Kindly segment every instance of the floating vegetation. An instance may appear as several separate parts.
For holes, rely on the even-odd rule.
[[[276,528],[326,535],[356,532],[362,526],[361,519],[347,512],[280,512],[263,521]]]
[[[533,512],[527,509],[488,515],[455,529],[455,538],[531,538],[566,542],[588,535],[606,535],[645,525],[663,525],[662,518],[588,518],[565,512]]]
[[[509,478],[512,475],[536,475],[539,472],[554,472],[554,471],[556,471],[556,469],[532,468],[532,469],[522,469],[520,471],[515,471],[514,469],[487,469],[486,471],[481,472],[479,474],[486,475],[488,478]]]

━━━

◆ **Problem details**: Each line of the listing is to be duplicated exactly as it appears.

◆ **Reply**:
Kindly segment every instance of the floating vegetation. An instance may appear as several separate parts.
For holes, rely on the even-odd rule.
[[[276,528],[326,535],[356,532],[362,526],[361,519],[347,512],[280,512],[263,521]]]
[[[533,512],[527,509],[488,515],[455,529],[455,538],[531,538],[566,542],[588,535],[606,535],[645,525],[663,525],[662,518],[588,518],[565,512]]]
[[[509,478],[512,475],[536,475],[539,472],[554,472],[554,471],[556,471],[556,469],[532,468],[532,469],[522,469],[520,471],[515,471],[514,469],[487,469],[486,471],[481,472],[479,474],[486,475],[488,478]]]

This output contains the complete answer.